====== Brano fornito ======

Con un budget tutt’altro che elevato i due registi fanno di necessità virtù, puntando quasi tutto sul gore (niente male!) e sulla fantasia, bypassando inoltre con qualche trucchetto (un montaggio frenetico) la lampante povertà coreografica durante i vari combattimenti. Anche la fotografia è poca cosa, ma “Meatball Machine” non vuole assolutamente prendersi sul serio, perché di fumettone si tratta e non potrebbe essere altrimenti.

====== Dati ======

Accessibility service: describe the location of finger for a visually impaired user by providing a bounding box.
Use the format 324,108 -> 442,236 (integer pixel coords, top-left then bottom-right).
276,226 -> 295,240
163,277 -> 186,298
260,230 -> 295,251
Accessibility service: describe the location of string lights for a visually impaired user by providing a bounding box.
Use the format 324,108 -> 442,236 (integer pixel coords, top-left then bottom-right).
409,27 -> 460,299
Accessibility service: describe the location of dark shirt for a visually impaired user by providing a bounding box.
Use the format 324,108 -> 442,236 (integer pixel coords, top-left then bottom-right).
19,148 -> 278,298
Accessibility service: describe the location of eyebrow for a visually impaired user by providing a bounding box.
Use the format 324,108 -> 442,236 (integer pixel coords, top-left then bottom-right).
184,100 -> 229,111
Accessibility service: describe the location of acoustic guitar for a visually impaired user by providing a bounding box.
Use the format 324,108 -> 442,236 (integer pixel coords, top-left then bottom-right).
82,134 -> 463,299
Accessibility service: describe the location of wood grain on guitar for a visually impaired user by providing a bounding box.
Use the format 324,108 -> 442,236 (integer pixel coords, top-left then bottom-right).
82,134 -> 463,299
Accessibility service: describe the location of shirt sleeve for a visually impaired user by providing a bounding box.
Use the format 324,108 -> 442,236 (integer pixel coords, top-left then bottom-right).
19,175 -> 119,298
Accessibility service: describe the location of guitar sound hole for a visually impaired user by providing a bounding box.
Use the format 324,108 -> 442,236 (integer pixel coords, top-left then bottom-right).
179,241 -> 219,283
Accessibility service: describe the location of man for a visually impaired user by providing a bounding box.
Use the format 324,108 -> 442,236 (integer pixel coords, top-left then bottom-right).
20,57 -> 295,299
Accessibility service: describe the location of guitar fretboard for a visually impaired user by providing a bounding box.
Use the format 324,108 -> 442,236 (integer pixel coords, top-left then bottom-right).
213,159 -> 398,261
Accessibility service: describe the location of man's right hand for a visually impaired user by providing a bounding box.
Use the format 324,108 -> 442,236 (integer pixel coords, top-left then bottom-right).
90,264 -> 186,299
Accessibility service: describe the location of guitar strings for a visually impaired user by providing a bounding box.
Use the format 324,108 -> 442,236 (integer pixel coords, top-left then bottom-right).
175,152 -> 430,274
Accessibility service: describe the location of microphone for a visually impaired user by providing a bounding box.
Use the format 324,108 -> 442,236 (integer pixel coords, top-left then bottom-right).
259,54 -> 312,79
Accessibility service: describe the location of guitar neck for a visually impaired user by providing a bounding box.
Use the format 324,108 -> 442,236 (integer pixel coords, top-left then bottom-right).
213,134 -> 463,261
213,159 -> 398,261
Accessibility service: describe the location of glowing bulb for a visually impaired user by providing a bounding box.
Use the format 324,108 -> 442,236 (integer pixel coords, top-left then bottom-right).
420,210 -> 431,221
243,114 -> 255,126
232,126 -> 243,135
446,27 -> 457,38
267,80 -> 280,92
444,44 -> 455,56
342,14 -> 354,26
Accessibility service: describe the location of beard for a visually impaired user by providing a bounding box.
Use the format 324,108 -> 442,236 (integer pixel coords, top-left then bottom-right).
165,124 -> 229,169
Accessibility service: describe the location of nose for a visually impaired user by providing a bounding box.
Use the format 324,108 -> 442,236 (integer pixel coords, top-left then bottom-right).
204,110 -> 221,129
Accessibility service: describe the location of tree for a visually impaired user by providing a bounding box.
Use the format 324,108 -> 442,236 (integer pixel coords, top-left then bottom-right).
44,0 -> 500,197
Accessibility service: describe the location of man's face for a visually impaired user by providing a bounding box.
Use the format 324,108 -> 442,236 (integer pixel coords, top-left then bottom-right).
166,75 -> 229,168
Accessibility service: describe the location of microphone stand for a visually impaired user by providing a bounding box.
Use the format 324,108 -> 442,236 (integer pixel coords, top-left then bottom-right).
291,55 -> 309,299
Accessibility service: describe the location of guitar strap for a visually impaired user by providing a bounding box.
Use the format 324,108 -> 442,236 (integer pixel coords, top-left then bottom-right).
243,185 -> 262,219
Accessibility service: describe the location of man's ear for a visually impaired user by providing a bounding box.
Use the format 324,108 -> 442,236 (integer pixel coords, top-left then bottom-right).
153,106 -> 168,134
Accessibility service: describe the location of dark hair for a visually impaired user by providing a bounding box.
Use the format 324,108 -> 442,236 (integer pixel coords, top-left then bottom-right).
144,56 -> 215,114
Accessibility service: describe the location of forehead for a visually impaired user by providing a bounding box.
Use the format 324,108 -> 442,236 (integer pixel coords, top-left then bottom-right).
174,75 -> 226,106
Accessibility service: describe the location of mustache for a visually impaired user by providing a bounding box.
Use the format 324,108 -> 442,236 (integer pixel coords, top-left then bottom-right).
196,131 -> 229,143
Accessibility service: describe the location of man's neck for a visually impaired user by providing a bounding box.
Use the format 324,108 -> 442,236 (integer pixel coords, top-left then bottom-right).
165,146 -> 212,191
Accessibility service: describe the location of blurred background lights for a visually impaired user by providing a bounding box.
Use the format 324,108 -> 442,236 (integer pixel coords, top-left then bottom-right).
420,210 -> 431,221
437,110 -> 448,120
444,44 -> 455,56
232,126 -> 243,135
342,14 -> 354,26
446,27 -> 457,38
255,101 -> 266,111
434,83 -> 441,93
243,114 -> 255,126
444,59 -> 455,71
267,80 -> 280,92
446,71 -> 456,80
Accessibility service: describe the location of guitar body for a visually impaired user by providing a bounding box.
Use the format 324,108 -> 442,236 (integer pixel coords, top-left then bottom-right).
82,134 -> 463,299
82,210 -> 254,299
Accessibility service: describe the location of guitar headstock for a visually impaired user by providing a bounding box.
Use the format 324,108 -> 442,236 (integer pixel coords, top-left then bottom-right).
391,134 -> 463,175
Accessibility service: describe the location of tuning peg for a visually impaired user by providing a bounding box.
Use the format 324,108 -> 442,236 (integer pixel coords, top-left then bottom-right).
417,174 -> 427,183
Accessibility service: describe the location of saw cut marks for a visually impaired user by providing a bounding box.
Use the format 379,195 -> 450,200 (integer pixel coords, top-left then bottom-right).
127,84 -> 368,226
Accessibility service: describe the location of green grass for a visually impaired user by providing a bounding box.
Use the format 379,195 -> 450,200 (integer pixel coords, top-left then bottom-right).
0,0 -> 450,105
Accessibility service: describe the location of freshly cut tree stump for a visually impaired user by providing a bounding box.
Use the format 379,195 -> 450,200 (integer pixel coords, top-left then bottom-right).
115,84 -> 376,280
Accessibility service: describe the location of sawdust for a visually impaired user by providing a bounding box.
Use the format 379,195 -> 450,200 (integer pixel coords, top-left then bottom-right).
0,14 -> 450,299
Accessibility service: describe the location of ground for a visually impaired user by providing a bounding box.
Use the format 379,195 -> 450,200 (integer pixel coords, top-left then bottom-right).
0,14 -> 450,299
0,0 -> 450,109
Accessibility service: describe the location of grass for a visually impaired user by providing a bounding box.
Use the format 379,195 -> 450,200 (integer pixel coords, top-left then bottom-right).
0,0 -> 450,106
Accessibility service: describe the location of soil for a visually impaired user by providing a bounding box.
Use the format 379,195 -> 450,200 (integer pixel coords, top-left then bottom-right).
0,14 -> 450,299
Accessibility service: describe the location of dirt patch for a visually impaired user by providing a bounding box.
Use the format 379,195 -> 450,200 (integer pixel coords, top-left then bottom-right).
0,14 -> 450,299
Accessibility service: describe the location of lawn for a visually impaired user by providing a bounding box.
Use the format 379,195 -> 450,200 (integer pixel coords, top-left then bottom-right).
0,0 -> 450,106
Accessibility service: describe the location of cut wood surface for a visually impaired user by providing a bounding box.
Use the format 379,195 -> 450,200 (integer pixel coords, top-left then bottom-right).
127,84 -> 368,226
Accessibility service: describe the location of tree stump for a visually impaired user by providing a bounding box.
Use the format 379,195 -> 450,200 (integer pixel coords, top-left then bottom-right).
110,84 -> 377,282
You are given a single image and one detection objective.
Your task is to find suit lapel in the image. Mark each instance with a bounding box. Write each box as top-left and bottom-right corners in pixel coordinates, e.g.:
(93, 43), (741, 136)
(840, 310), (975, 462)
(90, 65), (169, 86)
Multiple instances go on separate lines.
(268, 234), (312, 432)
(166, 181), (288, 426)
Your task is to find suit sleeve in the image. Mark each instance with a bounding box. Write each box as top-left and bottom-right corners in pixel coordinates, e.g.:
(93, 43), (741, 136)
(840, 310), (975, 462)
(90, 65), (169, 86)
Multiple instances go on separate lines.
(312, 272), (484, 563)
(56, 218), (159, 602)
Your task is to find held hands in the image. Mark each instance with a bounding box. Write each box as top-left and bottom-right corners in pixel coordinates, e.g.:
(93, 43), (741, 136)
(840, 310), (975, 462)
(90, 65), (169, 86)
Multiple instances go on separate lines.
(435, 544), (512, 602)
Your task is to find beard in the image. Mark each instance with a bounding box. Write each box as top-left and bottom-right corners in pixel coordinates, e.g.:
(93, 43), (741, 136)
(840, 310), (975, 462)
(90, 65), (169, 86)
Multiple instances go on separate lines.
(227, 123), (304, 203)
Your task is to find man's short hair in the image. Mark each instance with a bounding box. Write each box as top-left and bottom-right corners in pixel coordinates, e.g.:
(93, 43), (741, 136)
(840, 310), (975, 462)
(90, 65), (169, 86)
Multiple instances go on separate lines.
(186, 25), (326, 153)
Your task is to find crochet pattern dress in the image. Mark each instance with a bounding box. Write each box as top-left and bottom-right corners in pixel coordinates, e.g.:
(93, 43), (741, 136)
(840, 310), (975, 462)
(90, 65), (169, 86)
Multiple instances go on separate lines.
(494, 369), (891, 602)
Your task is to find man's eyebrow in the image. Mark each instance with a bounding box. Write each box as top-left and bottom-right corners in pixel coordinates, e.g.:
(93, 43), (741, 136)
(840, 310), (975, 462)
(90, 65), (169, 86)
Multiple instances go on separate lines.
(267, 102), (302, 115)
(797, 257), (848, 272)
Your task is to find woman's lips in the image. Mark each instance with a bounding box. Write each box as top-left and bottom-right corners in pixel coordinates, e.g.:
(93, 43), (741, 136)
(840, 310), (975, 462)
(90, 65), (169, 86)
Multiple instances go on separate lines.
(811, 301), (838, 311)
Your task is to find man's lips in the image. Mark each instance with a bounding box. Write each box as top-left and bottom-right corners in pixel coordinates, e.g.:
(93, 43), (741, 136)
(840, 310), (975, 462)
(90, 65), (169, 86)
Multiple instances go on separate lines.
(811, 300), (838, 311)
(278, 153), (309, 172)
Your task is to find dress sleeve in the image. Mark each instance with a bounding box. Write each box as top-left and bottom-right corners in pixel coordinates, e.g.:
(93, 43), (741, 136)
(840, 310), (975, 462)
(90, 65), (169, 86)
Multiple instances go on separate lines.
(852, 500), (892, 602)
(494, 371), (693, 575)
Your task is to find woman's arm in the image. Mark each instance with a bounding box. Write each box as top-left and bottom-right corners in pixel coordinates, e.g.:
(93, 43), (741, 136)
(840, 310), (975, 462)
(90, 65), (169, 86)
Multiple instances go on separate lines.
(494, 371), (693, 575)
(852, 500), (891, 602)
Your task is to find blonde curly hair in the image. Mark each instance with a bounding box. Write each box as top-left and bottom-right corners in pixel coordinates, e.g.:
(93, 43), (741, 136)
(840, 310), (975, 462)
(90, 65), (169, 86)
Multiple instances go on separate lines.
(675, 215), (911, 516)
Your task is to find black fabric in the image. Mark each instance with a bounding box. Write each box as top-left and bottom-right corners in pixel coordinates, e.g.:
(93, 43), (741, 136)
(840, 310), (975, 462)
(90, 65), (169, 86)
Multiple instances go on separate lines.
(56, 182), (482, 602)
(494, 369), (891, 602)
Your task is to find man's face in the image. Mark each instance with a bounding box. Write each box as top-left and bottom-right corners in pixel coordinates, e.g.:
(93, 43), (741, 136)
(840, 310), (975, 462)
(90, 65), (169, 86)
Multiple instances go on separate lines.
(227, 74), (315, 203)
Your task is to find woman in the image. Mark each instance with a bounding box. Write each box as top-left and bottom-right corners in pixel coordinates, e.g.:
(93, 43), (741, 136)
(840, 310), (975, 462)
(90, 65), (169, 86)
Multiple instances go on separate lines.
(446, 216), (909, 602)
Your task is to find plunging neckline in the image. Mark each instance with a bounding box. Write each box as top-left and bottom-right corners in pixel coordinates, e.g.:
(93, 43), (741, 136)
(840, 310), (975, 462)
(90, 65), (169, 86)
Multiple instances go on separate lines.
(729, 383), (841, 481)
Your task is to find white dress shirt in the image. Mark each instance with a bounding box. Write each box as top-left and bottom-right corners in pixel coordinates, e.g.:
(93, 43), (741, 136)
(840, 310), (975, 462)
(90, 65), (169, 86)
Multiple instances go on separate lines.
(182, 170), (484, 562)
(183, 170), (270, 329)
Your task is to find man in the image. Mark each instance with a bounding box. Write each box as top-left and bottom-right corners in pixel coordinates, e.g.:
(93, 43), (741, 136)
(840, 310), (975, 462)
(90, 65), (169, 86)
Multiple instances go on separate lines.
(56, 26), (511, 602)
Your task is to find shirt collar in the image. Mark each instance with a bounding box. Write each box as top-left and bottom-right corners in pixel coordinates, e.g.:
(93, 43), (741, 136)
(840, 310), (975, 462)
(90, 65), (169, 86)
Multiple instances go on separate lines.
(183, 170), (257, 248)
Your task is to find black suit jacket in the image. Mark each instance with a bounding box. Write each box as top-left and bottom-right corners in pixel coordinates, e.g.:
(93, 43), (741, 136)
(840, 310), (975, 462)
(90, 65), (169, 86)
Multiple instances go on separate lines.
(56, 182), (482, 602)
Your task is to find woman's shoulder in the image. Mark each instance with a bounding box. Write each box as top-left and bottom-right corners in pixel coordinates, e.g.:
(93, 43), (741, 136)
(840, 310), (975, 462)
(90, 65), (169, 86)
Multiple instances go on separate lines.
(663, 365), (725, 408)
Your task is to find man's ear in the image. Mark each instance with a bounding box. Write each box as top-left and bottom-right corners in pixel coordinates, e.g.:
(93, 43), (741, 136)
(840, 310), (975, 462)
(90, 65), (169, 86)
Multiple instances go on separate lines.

======

**Azioni richieste**
A - Elenca gli aspetti del film che il brano su «Meatball Machine» descrive come scarsi o carenti.
B - Prosegui il brano sul film «Meatball Machine» a partire dal punto in cui si interrompe.

**Risultati finali**
A -
- Il budget, definito «tutt'altro che elevato».
- La coreografia dei combattimenti, di cui si parla come di una «lampante povertà coreografica».
- La fotografia, giudicata «poca cosa».

B -
Possiamo scomodare “Tetsuo” (1989) quanto ci pare, ma a parte qualche idea di base presa ovviamente in prestito, “Meatball Machine” è rivolto a un pubblico più giovane e meno impegnato: l’aggiornamento delle tematiche cyberpunk qui tende a salire in superficie lasciandosi alle spalle le importanti metafore lanciate dall’opera di Tsukamoto (e di chi lo ha seguito, per esempio Shozin Fukui). La coppia Yudai Yamaguchi e Junichi Yamamoto contamina quindi il body horror con un allucinante delirio splatter, senza preoccuparsi di sviluppare un collegamento profondo tra concetti ed estetica e flirtando addirittura con il melodramma in salsa anime. Ne scaturisce un prodotto indicato esclusivamente agli amanti delle follie giapponesi, gli altri possono tranquillamente passare oltre.

3

(Paolo Chemnitz)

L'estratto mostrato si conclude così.